**THE PROBLEM:** Copy each entry as it stands, leaving nothing out.

Excerpts of location labeling data:

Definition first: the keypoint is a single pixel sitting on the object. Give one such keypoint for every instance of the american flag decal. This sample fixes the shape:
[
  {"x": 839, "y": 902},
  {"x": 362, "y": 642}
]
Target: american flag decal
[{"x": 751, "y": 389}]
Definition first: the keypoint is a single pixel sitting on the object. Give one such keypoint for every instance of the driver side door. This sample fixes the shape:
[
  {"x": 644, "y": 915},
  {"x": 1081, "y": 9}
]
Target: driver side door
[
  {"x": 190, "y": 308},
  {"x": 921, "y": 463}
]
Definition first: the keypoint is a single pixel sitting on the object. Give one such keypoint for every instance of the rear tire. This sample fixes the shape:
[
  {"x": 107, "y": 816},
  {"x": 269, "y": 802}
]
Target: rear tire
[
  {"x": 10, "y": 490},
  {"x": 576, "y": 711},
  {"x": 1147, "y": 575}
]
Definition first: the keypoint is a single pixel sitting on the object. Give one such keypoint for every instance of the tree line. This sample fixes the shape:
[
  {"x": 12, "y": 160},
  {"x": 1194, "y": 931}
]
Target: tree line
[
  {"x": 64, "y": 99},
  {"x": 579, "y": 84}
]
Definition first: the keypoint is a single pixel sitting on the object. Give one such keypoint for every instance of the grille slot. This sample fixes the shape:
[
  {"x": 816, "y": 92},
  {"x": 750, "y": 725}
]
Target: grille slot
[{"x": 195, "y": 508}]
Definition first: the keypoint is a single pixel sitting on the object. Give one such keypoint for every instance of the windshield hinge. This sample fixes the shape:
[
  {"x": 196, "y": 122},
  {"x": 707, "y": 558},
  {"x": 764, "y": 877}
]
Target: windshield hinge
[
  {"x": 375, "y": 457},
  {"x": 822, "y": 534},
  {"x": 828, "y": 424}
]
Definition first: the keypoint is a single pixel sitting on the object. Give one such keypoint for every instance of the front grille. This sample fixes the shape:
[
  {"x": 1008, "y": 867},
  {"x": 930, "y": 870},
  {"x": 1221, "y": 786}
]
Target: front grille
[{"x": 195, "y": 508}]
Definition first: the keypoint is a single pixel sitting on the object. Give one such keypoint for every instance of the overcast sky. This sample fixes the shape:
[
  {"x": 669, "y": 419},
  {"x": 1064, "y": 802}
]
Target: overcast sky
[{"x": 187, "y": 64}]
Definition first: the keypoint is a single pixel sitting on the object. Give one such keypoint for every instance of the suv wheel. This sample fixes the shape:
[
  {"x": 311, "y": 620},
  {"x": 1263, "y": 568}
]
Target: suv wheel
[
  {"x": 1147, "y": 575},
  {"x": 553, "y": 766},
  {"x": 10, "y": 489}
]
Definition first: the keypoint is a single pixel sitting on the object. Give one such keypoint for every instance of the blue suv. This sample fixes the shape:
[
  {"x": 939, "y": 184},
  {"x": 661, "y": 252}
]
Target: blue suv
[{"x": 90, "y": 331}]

**SOLUTION TO THE PROBLEM:**
Definition first: the keypoint is a single pixel sitting on the object. Give one such keypoint for every instance of the american flag decal. This sample fixes the shape:
[
  {"x": 839, "y": 902},
  {"x": 362, "y": 642}
]
Target: american flag decal
[{"x": 751, "y": 389}]
Definition first: the keypoint is a single pixel sitting on the object. Give one such keypoint for every instance of the driver side door. This sample fixes the shape:
[
  {"x": 644, "y": 915},
  {"x": 1081, "y": 9}
]
Target: driver side door
[
  {"x": 190, "y": 308},
  {"x": 921, "y": 463}
]
Definition first: the keypoint is a single pixel sitting on the object. Give one such keypoint for every instance of the rear tire. This sample fixes the shape:
[
  {"x": 107, "y": 816},
  {"x": 269, "y": 802}
]
Target: rear tire
[
  {"x": 10, "y": 490},
  {"x": 576, "y": 711},
  {"x": 1147, "y": 575}
]
Definition first: the keypoint is a single pixel sitting on the object. Give one such keypoint for every instance of the tree line. This sample fixes the shape:
[
  {"x": 12, "y": 160},
  {"x": 1194, "y": 931}
]
Target: tree line
[
  {"x": 64, "y": 99},
  {"x": 579, "y": 84}
]
Definition first: the keypoint is a single pixel sitting on the object. Give one such keypoint for every instance of the grille slot. This sample fixes the shape:
[
  {"x": 816, "y": 92},
  {"x": 750, "y": 725}
]
Target: grille slot
[{"x": 195, "y": 508}]
Definition first: the keypoint is a single pixel sitting on the object. Give one such keypoint for every instance of the windshield hinge. This sample fixes the shape:
[
  {"x": 196, "y": 122},
  {"x": 707, "y": 558},
  {"x": 764, "y": 877}
]
Target: windshield hinge
[
  {"x": 375, "y": 457},
  {"x": 822, "y": 534},
  {"x": 828, "y": 424}
]
Definition first: the keypoint is a single pixel sitting on the object. Give one such keypoint for every instance of the front grille. This sample fixes the shape:
[
  {"x": 1008, "y": 867},
  {"x": 930, "y": 870},
  {"x": 1221, "y": 786}
]
Target: front grille
[{"x": 195, "y": 508}]
Definition first: the keypoint is a single pixel sitting on the object. Give one such keypoint for every instance of the overcast sky. This sample fixes the shape:
[
  {"x": 669, "y": 419},
  {"x": 1064, "y": 802}
]
Target: overcast sky
[{"x": 187, "y": 64}]
Definition first: the keypoint is a single pixel sitting on the object. Give one such keypoint for every instance of the suv wheel. This sample fixes the shape:
[
  {"x": 311, "y": 620},
  {"x": 1263, "y": 568}
]
Target: suv wheel
[
  {"x": 1147, "y": 575},
  {"x": 553, "y": 766},
  {"x": 10, "y": 489}
]
Definition first: the keypoint is a single pixel sitting on the object. Give one such keypoint for every instance of the blue suv. This sample fixes the shape:
[
  {"x": 939, "y": 184},
  {"x": 661, "y": 252}
]
Target: blue suv
[{"x": 90, "y": 331}]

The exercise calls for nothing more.